Work to be completed: Rewrite every line of the material below as a numbered list, leaving out the blank lines.

## start Extracted entries

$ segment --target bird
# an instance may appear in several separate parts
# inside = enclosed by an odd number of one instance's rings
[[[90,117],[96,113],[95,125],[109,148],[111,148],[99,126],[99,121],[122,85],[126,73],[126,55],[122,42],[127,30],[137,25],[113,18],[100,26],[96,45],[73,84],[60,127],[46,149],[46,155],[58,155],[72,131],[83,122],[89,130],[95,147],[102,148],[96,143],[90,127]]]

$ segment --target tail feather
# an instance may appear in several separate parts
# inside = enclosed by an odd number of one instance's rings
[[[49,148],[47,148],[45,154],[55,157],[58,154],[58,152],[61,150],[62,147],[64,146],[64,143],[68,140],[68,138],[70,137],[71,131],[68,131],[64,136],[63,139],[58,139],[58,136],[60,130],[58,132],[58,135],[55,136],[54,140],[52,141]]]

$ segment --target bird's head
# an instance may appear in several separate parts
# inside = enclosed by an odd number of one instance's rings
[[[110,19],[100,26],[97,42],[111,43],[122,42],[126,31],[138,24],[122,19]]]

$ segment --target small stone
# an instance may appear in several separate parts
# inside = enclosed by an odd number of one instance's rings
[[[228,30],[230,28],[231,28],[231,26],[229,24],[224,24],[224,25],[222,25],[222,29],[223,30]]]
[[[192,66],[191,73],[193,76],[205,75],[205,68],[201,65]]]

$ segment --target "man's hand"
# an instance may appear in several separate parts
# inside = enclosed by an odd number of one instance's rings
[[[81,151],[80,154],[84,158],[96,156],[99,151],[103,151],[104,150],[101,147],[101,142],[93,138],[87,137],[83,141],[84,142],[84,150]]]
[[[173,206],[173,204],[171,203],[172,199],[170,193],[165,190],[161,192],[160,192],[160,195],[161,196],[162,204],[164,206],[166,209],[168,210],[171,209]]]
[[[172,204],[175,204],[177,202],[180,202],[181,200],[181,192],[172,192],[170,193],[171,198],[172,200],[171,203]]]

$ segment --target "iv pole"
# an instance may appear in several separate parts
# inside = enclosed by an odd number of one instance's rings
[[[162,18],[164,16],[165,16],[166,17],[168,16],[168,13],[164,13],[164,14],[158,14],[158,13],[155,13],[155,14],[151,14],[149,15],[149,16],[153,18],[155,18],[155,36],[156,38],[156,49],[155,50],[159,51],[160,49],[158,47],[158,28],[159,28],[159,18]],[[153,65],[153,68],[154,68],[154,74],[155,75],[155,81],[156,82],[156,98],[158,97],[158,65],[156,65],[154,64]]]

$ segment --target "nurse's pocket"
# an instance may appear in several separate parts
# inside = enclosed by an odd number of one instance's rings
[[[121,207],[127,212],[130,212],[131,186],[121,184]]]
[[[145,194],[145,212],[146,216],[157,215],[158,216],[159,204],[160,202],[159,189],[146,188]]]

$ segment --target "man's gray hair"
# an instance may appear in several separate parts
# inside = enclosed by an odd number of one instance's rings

## end Extracted entries

Finished exercise:
1. $ segment --target bird
2. # an instance may appear in several separate parts
3. # inside = enclosed by an odd number of one instance's rings
4. [[[90,117],[96,113],[95,125],[109,148],[111,148],[99,126],[99,121],[122,85],[126,73],[126,55],[122,42],[127,30],[137,25],[113,18],[100,26],[96,45],[73,84],[60,127],[46,149],[46,155],[58,155],[72,131],[83,122],[89,130],[95,147],[102,148],[96,143],[90,127]]]
5. $ segment --target tail feather
6. # an instance may appear in several separate parts
7. # inside = enclosed by an odd number of one instance's rings
8. [[[49,148],[47,148],[45,154],[55,157],[58,154],[58,152],[61,150],[62,147],[64,146],[64,143],[68,140],[68,138],[70,137],[71,131],[68,131],[64,136],[63,139],[58,139],[58,136],[60,130],[58,132],[58,135],[55,136],[54,140],[52,141]]]
9. $ segment --target bird's head
10. # an instance may appear in several separate parts
11. # inside = enclosed by an odd number of one instance's rings
12. [[[110,19],[100,26],[97,42],[111,43],[122,42],[126,31],[138,24],[122,19]]]
13. $ segment --target small stone
14. # an instance may appear in several separate parts
15. # inside = enclosed by an odd number of one instance's rings
16. [[[228,30],[230,28],[231,28],[231,26],[229,24],[224,24],[224,25],[222,25],[222,29],[223,30]]]
17. [[[192,66],[191,73],[193,76],[205,75],[205,68],[201,65]]]
18. $ segment --target "man's hand"
19. # an instance may appear in several separate parts
20. # inside = enclosed by an odd number of one instance's rings
21. [[[81,151],[80,154],[84,158],[96,156],[99,151],[103,151],[104,150],[101,147],[101,142],[93,138],[87,137],[83,141],[84,142],[84,150]]]
22. [[[173,206],[173,204],[171,203],[172,199],[170,193],[165,190],[161,192],[160,192],[160,195],[161,196],[162,204],[164,206],[166,209],[168,210],[171,209]]]
23. [[[172,204],[175,204],[177,202],[180,202],[181,200],[181,192],[172,192],[170,193],[171,198],[172,200],[171,203]]]
24. $ segment --target "iv pole"
25. # an instance may appear in several separate parts
26. # inside = enclosed by an odd number of one instance's rings
27. [[[162,18],[164,16],[165,16],[166,17],[168,16],[168,13],[164,13],[164,14],[158,14],[158,13],[155,13],[155,14],[151,14],[149,15],[149,16],[153,18],[155,18],[155,36],[156,38],[156,49],[155,50],[159,51],[160,49],[158,47],[158,28],[159,28],[159,18]],[[153,65],[153,68],[154,68],[154,74],[155,75],[155,81],[156,82],[156,98],[158,97],[158,65],[156,65],[154,64]]]
28. $ segment --target "nurse's pocket"
29. # an instance may appear in several separate parts
30. # inside = enclosed by an odd number of one instance's rings
31. [[[121,207],[127,212],[130,212],[131,186],[121,184]]]
32. [[[145,194],[145,212],[146,216],[157,215],[158,216],[159,204],[160,202],[159,189],[146,188]]]
33. $ segment --target "man's gray hair"
34. # an instance may appear in several separate parts
35. # inside = enclosed by an odd number of one instance's rings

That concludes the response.